Written request: Rewrite the entries below from the line with "Target: wall corner trim" up to and including their final line, keeping every line. Increase each x and y coordinate in the answers by 5.

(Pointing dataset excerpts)
###

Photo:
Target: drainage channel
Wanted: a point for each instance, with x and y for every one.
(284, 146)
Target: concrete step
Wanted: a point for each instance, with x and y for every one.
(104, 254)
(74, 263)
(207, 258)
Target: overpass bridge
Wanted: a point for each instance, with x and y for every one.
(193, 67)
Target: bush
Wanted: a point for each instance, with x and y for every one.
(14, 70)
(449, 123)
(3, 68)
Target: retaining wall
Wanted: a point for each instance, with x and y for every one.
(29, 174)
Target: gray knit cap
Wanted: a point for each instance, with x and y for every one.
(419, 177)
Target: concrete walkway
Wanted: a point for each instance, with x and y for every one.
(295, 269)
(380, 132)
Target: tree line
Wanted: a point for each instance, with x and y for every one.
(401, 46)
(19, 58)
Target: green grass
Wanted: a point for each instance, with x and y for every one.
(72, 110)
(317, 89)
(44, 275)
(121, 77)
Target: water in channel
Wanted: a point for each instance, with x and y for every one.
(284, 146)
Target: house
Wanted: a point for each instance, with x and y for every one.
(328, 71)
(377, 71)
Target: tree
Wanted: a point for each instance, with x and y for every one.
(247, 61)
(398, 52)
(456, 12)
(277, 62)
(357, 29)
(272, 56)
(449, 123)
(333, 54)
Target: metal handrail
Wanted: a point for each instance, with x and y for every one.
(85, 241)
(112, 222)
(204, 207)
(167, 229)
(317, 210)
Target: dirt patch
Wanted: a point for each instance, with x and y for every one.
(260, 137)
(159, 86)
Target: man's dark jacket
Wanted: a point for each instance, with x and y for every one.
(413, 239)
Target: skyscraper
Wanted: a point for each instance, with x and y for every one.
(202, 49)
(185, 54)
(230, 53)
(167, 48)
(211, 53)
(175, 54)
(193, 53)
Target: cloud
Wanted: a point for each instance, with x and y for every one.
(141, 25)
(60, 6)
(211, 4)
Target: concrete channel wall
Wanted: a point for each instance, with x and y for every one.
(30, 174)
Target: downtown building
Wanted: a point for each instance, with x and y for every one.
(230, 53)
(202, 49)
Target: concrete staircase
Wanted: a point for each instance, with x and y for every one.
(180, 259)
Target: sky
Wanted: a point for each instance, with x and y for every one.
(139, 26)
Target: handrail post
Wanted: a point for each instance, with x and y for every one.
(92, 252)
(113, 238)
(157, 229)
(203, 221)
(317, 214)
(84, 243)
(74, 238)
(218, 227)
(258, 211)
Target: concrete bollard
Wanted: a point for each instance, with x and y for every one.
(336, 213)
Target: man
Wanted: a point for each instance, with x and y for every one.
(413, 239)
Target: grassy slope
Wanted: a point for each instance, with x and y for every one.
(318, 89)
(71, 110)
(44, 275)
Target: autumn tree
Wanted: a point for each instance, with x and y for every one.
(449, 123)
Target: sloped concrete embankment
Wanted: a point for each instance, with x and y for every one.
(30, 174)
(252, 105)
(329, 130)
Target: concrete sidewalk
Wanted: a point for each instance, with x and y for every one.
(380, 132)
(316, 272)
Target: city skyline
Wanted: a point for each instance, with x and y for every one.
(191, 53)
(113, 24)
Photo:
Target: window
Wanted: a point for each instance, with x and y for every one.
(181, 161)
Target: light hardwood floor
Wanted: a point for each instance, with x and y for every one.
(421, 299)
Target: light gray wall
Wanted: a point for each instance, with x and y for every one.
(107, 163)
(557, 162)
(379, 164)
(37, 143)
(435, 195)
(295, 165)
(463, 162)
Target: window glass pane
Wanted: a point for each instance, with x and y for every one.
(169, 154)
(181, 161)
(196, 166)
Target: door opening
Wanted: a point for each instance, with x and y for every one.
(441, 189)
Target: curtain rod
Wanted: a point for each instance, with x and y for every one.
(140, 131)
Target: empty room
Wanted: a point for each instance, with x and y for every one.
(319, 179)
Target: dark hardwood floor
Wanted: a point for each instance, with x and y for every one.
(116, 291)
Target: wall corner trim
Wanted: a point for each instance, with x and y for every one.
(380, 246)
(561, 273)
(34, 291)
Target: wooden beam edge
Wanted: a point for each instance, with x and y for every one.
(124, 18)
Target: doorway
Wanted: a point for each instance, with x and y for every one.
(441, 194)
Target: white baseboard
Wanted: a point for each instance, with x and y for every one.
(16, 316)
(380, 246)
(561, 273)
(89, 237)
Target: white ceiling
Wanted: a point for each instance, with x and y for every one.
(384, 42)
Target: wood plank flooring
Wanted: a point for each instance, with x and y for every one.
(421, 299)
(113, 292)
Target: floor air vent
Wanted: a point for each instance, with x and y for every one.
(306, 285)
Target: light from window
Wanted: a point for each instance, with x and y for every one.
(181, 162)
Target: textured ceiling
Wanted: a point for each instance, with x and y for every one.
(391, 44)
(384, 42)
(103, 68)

###

Answer to this exercise:
Target: wall corner trim
Wanted: a point for each instance, with x and y for every one.
(385, 251)
(566, 278)
(39, 296)
Target: wooden beam edge
Wanted: a point for each instance, with x and y for every one.
(129, 23)
Target: doorway
Wanted: a point for each instance, with x and y for every one.
(446, 199)
Target: white baseboard
Wanted: a point for each instance, with x and y for every one.
(21, 321)
(385, 251)
(566, 278)
(94, 242)
Target: white ceiling
Wanted: a point for each instance, with x and y for every one.
(389, 47)
Target: wood plank flooring
Wanted: a point for each instance, with x and y for every one.
(426, 304)
(118, 297)
Target: floor air vent
Wanted: a point for each instance, with x and y for every one.
(311, 290)
Target: light from window
Wanted: a point for each instance, with x and y for every one.
(186, 167)
Target: textured ceiling
Wanted: a point for each instance, with x and y for every one.
(396, 49)
(389, 47)
(108, 73)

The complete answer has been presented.